(WHAT YOU HAVE TO DO) Please locate each line in the items below that contains the string "spire" and copy those lines out.

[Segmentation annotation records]
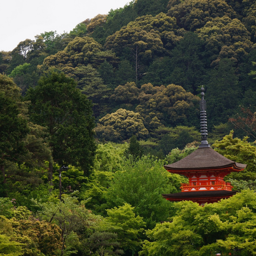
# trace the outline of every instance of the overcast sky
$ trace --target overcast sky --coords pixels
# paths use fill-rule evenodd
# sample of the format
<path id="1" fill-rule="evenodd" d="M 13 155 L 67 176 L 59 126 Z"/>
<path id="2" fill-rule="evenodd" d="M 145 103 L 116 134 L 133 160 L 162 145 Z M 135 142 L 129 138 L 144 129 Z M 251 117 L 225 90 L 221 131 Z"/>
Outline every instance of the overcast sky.
<path id="1" fill-rule="evenodd" d="M 131 0 L 1 0 L 0 51 L 45 32 L 69 32 L 80 22 Z"/>

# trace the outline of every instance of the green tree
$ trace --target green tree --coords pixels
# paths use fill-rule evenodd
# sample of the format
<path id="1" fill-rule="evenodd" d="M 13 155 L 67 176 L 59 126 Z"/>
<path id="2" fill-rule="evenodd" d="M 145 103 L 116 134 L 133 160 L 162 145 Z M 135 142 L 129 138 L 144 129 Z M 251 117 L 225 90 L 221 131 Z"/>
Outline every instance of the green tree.
<path id="1" fill-rule="evenodd" d="M 130 140 L 129 147 L 127 153 L 133 156 L 135 159 L 140 158 L 142 156 L 142 147 L 140 145 L 139 141 L 137 140 L 137 137 L 135 135 L 132 136 Z"/>
<path id="2" fill-rule="evenodd" d="M 86 208 L 84 202 L 79 203 L 77 198 L 72 195 L 65 195 L 57 202 L 34 202 L 39 207 L 40 217 L 49 223 L 56 224 L 61 230 L 61 256 L 65 251 L 68 252 L 69 249 L 72 251 L 70 253 L 77 252 L 74 243 L 68 246 L 69 237 L 77 240 L 76 232 L 86 229 L 97 222 L 97 218 Z"/>
<path id="3" fill-rule="evenodd" d="M 104 84 L 96 69 L 91 64 L 78 66 L 75 68 L 74 74 L 77 78 L 77 87 L 93 102 L 94 115 L 98 117 L 106 112 L 111 90 Z"/>
<path id="4" fill-rule="evenodd" d="M 87 32 L 86 25 L 83 23 L 77 24 L 76 27 L 71 30 L 69 33 L 69 35 L 72 38 L 74 38 L 76 36 L 82 37 L 86 35 Z"/>
<path id="5" fill-rule="evenodd" d="M 175 186 L 178 183 L 178 187 L 180 186 L 180 179 L 175 176 L 172 179 L 169 179 L 163 165 L 162 161 L 148 156 L 143 156 L 136 161 L 133 158 L 127 159 L 123 164 L 124 170 L 115 173 L 105 193 L 106 206 L 110 208 L 124 203 L 131 204 L 135 207 L 135 213 L 143 217 L 147 228 L 167 220 L 171 204 L 162 197 L 162 194 L 177 192 Z M 177 179 L 179 181 L 176 183 L 174 180 Z"/>
<path id="6" fill-rule="evenodd" d="M 151 14 L 156 15 L 160 12 L 167 12 L 168 0 L 145 1 L 137 0 L 134 4 L 134 8 L 138 16 Z"/>
<path id="7" fill-rule="evenodd" d="M 27 153 L 24 140 L 29 130 L 21 108 L 20 89 L 4 75 L 0 75 L 0 168 L 4 184 L 8 163 L 20 164 L 21 156 Z"/>
<path id="8" fill-rule="evenodd" d="M 33 70 L 33 67 L 28 63 L 24 63 L 15 68 L 9 75 L 14 82 L 22 89 L 24 95 L 30 87 L 35 86 L 37 81 L 38 74 Z"/>
<path id="9" fill-rule="evenodd" d="M 215 150 L 225 157 L 238 163 L 247 165 L 245 170 L 229 175 L 230 178 L 248 180 L 255 179 L 255 163 L 254 159 L 256 156 L 256 147 L 247 141 L 248 137 L 243 140 L 233 138 L 233 131 L 230 131 L 220 141 L 216 141 L 212 145 Z"/>
<path id="10" fill-rule="evenodd" d="M 227 121 L 236 109 L 240 92 L 233 62 L 222 59 L 210 72 L 206 87 L 209 126 Z"/>
<path id="11" fill-rule="evenodd" d="M 134 255 L 140 248 L 140 237 L 144 230 L 143 218 L 136 216 L 135 207 L 128 203 L 106 210 L 108 216 L 105 218 L 103 229 L 117 234 L 117 241 L 127 255 Z"/>
<path id="12" fill-rule="evenodd" d="M 244 190 L 204 207 L 177 203 L 171 221 L 146 232 L 140 255 L 252 255 L 255 248 L 255 194 Z"/>
<path id="13" fill-rule="evenodd" d="M 173 2 L 168 4 L 168 15 L 175 17 L 179 25 L 186 30 L 195 31 L 217 16 L 231 18 L 234 14 L 233 9 L 224 0 L 185 0 L 172 5 Z"/>
<path id="14" fill-rule="evenodd" d="M 30 89 L 26 98 L 31 102 L 31 120 L 47 127 L 54 161 L 60 166 L 79 166 L 88 175 L 95 150 L 94 120 L 90 102 L 76 87 L 73 79 L 53 72 Z M 53 163 L 50 162 L 49 181 L 52 174 Z"/>
<path id="15" fill-rule="evenodd" d="M 145 128 L 140 115 L 123 109 L 99 119 L 95 132 L 99 138 L 114 142 L 129 139 L 133 135 L 140 138 L 148 136 L 148 131 Z"/>

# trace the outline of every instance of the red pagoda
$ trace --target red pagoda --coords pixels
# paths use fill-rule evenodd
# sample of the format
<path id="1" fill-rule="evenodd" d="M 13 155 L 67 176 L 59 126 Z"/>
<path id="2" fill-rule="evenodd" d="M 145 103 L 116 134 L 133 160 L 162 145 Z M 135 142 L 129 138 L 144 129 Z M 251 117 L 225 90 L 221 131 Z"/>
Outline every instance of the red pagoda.
<path id="1" fill-rule="evenodd" d="M 206 104 L 204 99 L 204 89 L 202 88 L 200 100 L 201 135 L 202 141 L 199 148 L 183 159 L 165 165 L 170 173 L 186 176 L 188 183 L 181 184 L 181 192 L 163 194 L 167 200 L 189 200 L 201 205 L 214 203 L 222 198 L 228 198 L 237 193 L 223 178 L 231 172 L 243 170 L 246 164 L 236 163 L 215 151 L 207 141 Z"/>

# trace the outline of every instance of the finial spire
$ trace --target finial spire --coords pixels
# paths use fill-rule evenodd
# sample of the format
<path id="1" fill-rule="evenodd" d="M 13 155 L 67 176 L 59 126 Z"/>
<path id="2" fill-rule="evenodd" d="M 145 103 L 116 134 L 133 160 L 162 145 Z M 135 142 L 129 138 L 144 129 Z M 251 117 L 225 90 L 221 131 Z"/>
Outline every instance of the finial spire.
<path id="1" fill-rule="evenodd" d="M 207 141 L 207 122 L 206 119 L 206 101 L 204 99 L 204 88 L 202 87 L 200 100 L 200 120 L 201 120 L 201 135 L 202 141 L 199 147 L 209 147 L 210 145 Z"/>

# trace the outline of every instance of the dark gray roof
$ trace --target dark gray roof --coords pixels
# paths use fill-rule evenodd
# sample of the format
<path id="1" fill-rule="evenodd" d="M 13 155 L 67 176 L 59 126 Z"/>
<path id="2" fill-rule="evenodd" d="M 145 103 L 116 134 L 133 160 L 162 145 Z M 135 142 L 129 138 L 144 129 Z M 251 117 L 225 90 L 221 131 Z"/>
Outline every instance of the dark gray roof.
<path id="1" fill-rule="evenodd" d="M 246 164 L 236 163 L 228 159 L 211 147 L 200 147 L 181 160 L 164 167 L 167 170 L 185 170 L 229 166 L 242 170 L 246 167 Z"/>
<path id="2" fill-rule="evenodd" d="M 192 198 L 199 199 L 201 198 L 214 198 L 221 197 L 223 198 L 229 197 L 237 193 L 237 191 L 219 190 L 200 190 L 189 192 L 180 192 L 179 193 L 162 194 L 162 196 L 166 199 L 176 199 L 176 201 L 189 200 Z M 180 199 L 180 200 L 179 200 Z M 171 200 L 172 201 L 172 200 Z"/>

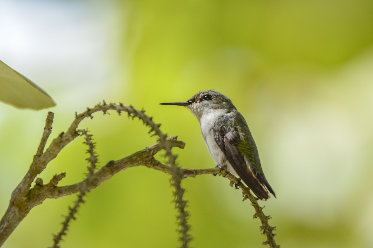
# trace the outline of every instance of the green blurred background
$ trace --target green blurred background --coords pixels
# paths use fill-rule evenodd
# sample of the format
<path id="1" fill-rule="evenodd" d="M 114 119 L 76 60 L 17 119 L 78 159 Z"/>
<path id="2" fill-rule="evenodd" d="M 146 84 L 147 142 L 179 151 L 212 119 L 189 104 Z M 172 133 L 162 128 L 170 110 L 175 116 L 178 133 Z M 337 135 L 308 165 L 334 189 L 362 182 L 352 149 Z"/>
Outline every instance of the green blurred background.
<path id="1" fill-rule="evenodd" d="M 373 247 L 373 1 L 5 0 L 0 59 L 54 99 L 53 138 L 75 111 L 104 99 L 144 108 L 185 142 L 181 166 L 215 166 L 197 121 L 158 105 L 213 88 L 245 117 L 278 199 L 264 210 L 283 247 Z M 0 212 L 36 152 L 47 110 L 0 104 Z M 137 120 L 98 113 L 101 165 L 154 144 Z M 50 141 L 49 141 L 50 142 Z M 84 177 L 78 138 L 50 163 L 44 182 Z M 62 247 L 174 247 L 169 177 L 138 167 L 90 193 Z M 195 247 L 262 247 L 240 191 L 210 175 L 183 183 Z M 32 209 L 3 247 L 47 247 L 76 196 Z M 1 215 L 3 214 L 2 213 Z"/>

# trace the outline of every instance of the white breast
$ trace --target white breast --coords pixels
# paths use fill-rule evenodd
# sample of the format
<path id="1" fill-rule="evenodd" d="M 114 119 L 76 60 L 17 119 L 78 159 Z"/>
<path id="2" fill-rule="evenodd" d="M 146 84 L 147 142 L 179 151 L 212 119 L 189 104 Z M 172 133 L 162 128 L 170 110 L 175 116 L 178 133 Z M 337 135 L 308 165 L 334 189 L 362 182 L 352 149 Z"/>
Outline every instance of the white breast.
<path id="1" fill-rule="evenodd" d="M 227 165 L 230 168 L 231 165 L 228 163 L 226 158 L 215 141 L 212 130 L 215 121 L 225 113 L 225 112 L 223 110 L 208 109 L 202 115 L 199 120 L 202 137 L 214 161 L 217 165 L 220 164 L 222 166 Z"/>

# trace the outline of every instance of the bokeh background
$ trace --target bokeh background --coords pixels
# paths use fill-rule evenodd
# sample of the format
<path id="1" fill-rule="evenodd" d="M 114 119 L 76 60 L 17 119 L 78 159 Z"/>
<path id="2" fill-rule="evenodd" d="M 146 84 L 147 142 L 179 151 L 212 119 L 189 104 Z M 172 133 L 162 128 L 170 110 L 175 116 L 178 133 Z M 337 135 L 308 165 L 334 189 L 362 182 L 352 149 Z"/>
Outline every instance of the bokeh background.
<path id="1" fill-rule="evenodd" d="M 104 99 L 144 108 L 186 145 L 180 165 L 215 166 L 197 121 L 159 105 L 213 88 L 246 119 L 278 199 L 265 205 L 281 247 L 373 247 L 373 1 L 4 0 L 0 59 L 57 103 L 50 139 Z M 0 89 L 1 90 L 1 89 Z M 0 104 L 0 212 L 36 152 L 47 110 Z M 154 144 L 113 112 L 82 122 L 101 164 Z M 82 138 L 40 175 L 81 180 Z M 90 193 L 63 247 L 174 247 L 169 177 L 138 167 Z M 183 183 L 195 247 L 261 247 L 254 210 L 227 180 Z M 75 196 L 32 209 L 3 247 L 47 247 Z M 2 213 L 1 215 L 3 214 Z"/>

(SOLUTION TO THIS PROBLEM)
# trace the outline of every instance of the finial spire
$ trace --target finial spire --coords pixels
Outline every instance of the finial spire.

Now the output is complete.